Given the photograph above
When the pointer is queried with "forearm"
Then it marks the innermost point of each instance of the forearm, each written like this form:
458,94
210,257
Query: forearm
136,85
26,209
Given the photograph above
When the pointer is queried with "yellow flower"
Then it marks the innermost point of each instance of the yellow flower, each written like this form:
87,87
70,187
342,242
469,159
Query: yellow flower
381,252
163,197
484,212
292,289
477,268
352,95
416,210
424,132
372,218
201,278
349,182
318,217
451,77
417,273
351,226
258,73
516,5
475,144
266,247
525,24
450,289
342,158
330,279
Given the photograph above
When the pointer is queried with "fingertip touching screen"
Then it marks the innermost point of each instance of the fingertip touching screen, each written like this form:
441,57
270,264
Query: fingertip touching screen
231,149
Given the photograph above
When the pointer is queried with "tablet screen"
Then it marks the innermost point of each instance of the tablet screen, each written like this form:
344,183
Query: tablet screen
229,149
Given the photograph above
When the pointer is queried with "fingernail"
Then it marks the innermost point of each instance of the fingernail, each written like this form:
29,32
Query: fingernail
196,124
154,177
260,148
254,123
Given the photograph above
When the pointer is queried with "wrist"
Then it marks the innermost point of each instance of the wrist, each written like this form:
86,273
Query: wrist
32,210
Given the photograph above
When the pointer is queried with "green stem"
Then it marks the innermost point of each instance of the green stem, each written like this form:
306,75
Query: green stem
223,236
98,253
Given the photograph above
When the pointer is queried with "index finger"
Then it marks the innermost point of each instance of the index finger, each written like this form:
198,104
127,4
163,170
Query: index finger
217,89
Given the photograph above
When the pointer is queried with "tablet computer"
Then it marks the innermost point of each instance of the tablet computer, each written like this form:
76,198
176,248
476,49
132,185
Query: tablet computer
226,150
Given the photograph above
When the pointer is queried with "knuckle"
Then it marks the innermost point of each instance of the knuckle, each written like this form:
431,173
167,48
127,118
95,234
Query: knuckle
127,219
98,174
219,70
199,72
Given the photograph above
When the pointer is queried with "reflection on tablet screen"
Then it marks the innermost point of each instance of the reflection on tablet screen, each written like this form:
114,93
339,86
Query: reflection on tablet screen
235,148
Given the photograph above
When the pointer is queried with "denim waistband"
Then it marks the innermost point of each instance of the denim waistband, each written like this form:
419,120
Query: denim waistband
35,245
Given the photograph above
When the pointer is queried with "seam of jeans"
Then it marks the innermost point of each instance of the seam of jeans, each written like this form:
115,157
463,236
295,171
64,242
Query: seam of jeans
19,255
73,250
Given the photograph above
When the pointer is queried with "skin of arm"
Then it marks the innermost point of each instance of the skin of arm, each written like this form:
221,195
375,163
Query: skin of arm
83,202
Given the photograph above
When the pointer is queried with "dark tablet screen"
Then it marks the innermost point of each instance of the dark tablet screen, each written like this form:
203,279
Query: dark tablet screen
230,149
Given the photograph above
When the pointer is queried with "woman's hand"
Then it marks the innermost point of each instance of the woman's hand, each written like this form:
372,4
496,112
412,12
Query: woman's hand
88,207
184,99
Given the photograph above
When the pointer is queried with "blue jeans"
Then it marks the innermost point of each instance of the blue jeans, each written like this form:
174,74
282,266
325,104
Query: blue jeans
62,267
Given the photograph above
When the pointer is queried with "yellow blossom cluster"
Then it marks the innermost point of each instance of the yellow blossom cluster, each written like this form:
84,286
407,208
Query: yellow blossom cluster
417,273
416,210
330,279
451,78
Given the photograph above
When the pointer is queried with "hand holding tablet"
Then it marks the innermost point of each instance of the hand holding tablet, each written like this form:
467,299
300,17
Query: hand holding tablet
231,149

__________

Count the lines of the items above that contain the word "yellow". Reply with only the number.

### Result:
6